==== Data shown ====

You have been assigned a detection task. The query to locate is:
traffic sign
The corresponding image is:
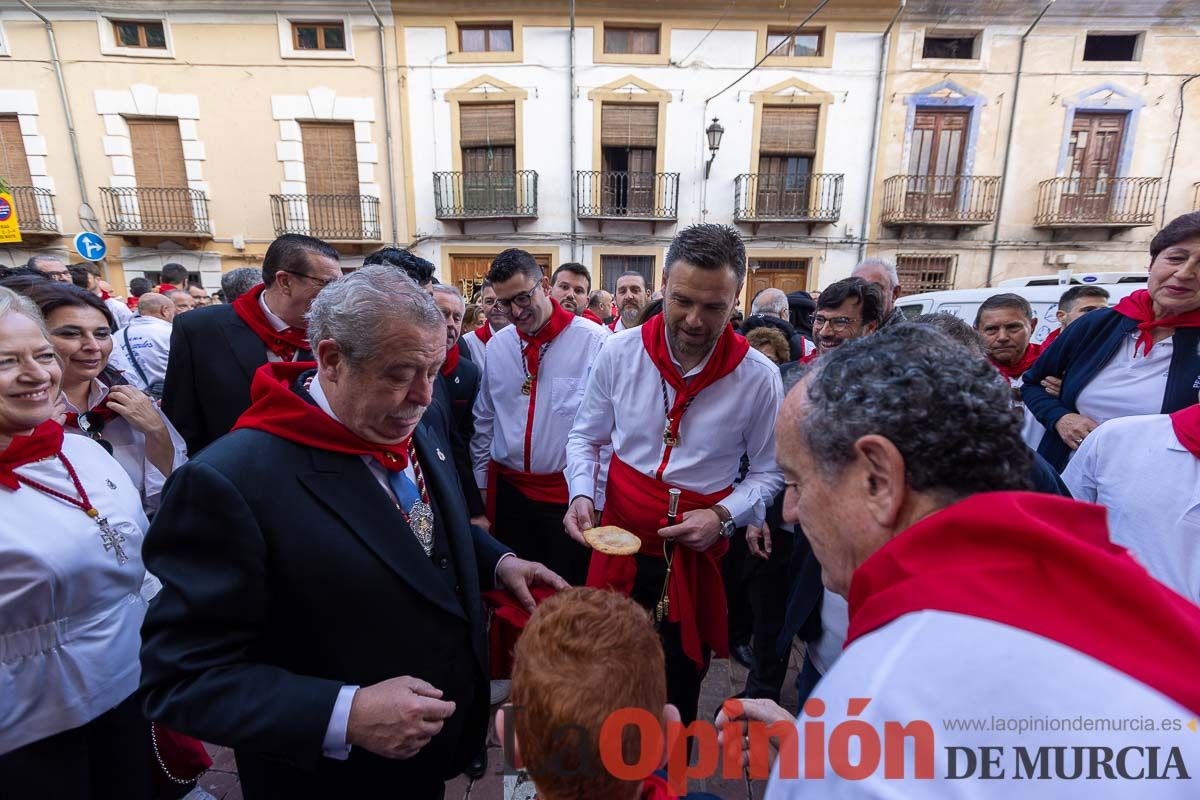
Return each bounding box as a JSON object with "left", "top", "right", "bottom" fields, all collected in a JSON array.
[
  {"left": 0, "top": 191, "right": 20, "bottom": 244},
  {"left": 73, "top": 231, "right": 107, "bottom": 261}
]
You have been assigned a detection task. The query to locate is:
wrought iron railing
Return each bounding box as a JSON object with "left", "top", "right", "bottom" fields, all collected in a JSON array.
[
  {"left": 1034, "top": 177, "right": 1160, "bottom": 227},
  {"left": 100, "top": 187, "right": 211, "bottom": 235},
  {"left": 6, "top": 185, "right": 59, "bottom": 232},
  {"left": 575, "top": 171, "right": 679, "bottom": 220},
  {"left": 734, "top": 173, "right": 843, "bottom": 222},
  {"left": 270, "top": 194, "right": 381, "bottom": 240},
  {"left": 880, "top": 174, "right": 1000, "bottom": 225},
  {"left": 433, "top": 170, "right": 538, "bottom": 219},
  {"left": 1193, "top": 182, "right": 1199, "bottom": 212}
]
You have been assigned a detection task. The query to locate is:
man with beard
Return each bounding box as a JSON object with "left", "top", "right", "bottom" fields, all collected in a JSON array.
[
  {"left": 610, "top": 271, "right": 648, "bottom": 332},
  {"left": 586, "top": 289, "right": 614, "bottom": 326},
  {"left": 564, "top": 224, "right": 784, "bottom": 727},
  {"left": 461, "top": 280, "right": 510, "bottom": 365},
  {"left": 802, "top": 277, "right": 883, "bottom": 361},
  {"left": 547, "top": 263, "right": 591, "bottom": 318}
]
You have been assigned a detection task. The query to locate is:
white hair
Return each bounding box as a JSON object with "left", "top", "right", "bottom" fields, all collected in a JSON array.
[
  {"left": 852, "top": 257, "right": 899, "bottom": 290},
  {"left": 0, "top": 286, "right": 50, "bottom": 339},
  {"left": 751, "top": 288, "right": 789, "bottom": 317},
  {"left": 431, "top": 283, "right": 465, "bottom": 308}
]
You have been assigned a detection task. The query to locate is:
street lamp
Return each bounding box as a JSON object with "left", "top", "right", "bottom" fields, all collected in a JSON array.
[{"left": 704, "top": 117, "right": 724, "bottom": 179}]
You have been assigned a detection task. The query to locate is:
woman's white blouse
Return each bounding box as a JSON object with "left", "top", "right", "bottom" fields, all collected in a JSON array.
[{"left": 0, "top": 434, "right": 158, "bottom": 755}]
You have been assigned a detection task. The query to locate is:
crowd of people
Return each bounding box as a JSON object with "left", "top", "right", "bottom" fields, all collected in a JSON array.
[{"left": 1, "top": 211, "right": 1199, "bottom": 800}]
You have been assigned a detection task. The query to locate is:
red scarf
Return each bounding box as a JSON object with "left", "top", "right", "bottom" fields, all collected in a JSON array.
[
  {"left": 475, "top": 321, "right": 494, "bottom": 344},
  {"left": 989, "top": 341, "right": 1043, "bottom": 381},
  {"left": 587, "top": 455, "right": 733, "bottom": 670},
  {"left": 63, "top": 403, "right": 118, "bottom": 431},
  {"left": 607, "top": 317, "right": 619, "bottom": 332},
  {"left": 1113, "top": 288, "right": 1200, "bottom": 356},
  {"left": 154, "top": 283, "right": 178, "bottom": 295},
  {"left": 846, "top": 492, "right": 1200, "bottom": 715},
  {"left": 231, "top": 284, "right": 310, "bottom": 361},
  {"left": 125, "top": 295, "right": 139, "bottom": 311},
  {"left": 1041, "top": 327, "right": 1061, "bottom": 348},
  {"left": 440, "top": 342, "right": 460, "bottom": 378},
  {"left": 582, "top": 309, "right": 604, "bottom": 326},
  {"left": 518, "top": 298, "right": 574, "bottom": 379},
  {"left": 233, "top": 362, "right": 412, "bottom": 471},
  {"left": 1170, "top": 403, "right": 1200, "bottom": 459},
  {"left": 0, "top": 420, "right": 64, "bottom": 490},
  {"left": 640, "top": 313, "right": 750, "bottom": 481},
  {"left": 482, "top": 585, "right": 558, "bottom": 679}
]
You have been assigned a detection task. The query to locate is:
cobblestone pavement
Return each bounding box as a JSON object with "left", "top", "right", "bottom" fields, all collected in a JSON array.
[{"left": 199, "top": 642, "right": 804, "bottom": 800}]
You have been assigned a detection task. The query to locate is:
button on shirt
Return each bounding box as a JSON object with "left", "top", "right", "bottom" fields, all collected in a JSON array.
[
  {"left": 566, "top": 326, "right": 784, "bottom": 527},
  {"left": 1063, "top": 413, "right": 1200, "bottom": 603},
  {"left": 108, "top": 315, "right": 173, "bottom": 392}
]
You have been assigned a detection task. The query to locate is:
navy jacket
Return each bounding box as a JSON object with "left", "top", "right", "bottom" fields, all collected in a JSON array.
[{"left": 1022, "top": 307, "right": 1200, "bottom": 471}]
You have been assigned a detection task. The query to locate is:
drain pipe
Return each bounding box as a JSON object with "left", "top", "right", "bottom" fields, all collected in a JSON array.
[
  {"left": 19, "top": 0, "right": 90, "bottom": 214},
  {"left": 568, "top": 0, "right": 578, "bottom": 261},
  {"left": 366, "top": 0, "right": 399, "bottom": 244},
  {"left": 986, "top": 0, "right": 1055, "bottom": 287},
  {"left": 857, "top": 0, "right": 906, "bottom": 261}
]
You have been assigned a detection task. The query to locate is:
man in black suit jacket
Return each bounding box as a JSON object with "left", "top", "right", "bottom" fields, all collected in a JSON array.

====
==== Data shown ====

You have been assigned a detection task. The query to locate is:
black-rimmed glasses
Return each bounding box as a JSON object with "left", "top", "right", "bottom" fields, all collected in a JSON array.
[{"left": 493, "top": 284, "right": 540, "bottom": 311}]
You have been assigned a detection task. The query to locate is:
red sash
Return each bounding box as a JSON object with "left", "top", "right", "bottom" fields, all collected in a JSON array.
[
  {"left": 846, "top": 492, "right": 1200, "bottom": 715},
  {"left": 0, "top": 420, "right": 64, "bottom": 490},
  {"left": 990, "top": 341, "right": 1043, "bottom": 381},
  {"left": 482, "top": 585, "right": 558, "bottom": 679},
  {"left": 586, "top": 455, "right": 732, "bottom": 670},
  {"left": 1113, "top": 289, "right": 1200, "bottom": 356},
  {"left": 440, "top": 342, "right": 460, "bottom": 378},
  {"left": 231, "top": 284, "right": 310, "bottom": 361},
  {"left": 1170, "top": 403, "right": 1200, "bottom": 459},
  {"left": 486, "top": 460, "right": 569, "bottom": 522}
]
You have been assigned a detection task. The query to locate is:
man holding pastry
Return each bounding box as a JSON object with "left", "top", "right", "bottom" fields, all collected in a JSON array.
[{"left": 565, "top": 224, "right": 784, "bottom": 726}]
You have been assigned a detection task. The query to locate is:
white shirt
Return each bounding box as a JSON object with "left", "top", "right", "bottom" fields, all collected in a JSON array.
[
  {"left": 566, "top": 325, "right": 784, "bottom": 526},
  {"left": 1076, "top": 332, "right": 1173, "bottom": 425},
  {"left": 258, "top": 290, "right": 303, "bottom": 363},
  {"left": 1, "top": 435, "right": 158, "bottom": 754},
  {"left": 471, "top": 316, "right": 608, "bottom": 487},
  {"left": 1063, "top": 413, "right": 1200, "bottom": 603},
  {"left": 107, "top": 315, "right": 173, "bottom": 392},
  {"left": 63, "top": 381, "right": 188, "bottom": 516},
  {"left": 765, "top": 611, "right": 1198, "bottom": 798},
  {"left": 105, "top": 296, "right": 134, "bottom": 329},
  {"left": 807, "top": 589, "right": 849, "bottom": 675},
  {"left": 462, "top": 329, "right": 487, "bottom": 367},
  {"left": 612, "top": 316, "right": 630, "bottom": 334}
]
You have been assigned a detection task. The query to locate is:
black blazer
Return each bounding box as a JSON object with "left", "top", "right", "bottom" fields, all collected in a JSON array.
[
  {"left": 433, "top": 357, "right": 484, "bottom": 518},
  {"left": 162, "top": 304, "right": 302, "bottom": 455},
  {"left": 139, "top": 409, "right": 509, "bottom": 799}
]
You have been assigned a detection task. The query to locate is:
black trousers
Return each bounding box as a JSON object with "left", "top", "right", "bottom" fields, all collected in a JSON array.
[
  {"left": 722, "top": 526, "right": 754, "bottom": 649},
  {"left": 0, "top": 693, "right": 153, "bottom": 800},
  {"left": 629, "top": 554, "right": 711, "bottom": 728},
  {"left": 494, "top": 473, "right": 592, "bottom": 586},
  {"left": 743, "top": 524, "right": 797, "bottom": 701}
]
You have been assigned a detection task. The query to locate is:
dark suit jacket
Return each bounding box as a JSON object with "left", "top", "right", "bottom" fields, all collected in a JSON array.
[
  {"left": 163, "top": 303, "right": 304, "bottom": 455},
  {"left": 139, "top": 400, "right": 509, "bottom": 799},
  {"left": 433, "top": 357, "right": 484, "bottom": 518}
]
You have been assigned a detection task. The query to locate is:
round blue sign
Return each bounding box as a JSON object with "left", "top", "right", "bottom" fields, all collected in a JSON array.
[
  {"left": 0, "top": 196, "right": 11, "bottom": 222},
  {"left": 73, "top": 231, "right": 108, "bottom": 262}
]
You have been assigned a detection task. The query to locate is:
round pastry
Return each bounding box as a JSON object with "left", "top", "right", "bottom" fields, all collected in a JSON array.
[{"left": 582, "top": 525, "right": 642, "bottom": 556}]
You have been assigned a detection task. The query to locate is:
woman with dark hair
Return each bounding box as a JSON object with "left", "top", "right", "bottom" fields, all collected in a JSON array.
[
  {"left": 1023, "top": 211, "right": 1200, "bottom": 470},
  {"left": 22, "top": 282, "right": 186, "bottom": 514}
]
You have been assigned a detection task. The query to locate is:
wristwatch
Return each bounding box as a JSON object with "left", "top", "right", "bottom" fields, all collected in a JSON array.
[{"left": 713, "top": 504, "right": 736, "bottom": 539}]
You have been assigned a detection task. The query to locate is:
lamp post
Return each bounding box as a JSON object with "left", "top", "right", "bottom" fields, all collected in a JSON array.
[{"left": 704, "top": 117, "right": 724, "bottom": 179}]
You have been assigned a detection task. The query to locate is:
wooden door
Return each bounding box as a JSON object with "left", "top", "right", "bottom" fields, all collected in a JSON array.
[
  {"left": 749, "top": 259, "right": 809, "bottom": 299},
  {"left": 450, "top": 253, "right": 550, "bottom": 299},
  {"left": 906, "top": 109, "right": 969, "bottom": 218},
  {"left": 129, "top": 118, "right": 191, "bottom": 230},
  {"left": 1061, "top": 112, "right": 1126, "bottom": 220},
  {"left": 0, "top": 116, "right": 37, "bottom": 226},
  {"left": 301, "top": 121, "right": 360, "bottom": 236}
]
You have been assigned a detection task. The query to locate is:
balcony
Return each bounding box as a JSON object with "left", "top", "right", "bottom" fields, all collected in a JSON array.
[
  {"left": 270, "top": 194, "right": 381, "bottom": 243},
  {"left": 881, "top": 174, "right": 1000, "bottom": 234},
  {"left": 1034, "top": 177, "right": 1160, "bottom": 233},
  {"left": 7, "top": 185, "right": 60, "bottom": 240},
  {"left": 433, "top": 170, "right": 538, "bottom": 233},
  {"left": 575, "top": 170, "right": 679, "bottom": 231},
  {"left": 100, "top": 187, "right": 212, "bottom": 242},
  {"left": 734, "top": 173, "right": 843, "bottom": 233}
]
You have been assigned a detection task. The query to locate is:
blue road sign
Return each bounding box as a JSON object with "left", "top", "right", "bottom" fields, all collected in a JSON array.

====

Brief: Within the data above, the lines from the one with "round blue sign" to the one with "round pastry" must be repeated exactly; no other line belongs in the answer.

Your response:
round blue sign
Return each bounding box as a JSON object with "left", "top", "right", "bottom" fields, all collected in a JSON array.
[
  {"left": 0, "top": 196, "right": 11, "bottom": 222},
  {"left": 73, "top": 231, "right": 108, "bottom": 262}
]
You have been assigned a detection task. The query to locate is:
round pastry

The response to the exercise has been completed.